--- Start Entries provided ---

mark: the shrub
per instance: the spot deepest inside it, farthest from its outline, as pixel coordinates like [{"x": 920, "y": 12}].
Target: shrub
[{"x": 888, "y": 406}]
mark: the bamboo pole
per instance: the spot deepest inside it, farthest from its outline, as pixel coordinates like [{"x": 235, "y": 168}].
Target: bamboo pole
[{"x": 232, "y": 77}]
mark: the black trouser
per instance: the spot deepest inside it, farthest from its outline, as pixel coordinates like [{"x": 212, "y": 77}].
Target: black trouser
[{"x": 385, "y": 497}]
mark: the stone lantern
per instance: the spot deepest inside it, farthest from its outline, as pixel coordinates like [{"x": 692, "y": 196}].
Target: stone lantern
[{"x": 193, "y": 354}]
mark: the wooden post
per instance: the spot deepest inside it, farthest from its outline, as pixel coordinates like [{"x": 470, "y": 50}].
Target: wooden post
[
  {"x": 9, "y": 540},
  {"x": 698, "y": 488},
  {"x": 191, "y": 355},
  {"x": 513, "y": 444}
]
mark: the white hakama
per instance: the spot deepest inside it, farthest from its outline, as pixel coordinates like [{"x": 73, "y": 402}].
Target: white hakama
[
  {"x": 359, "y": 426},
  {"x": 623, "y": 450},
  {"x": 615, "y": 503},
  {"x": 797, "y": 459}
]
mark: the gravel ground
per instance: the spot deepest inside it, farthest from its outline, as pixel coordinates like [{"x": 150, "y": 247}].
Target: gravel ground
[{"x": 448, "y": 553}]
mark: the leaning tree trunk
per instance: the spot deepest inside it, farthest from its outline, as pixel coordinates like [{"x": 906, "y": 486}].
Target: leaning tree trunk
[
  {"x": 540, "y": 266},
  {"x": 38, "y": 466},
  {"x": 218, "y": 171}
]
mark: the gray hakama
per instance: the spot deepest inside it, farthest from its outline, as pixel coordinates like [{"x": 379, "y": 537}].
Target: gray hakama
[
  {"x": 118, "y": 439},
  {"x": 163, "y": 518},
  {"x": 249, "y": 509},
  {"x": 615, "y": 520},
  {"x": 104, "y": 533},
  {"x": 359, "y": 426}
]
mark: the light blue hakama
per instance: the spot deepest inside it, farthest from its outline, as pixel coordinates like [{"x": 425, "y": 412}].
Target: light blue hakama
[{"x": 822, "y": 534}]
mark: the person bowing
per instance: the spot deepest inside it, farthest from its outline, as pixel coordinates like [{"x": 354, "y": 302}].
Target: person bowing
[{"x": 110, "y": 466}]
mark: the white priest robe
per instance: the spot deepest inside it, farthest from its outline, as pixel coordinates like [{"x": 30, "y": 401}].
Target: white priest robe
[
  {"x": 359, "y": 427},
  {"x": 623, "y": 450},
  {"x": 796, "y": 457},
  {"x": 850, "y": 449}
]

--- End Entries provided ---

**Directions for this task**
Output only the lines from the one holding "mark: the gravel ground" through the last line above, exactly as they appear.

**Answer**
mark: the gravel ground
per instance: the spot deepest inside it, farthest from its outline, as pixel coordinates like [{"x": 150, "y": 247}].
Target: gravel ground
[{"x": 448, "y": 553}]
mark: the leaning tree trunk
per instance: the spot deepest inside it, farthest from its outline, as pixel coordinates like [{"x": 906, "y": 486}].
Target: leaning tree trunk
[
  {"x": 540, "y": 266},
  {"x": 38, "y": 466},
  {"x": 218, "y": 171}
]
mark: the gray hakama
per instance: the spot deepest inside it, farthest from its outline, as pixel coordinates like [{"x": 379, "y": 537}].
Target: gray hakama
[
  {"x": 118, "y": 439},
  {"x": 163, "y": 518},
  {"x": 249, "y": 509},
  {"x": 615, "y": 520},
  {"x": 104, "y": 533},
  {"x": 359, "y": 426}
]
mark: the light blue hakama
per instance: the spot deepest inside it, farthest from its outline, as pixel coordinates like [{"x": 425, "y": 412}].
Target: light blue hakama
[{"x": 822, "y": 534}]
mark: the person bowing
per instance: the spot deepest inside it, farthest from its outline, as pixel coordinates like [{"x": 354, "y": 302}].
Target: person bowing
[{"x": 110, "y": 466}]
mark: the white priest robe
per instance: the spot deepest inside it, farthest from its outline, as pixel coordinates like [{"x": 30, "y": 401}].
Target: white priest robe
[
  {"x": 359, "y": 427},
  {"x": 623, "y": 450},
  {"x": 796, "y": 457},
  {"x": 850, "y": 449}
]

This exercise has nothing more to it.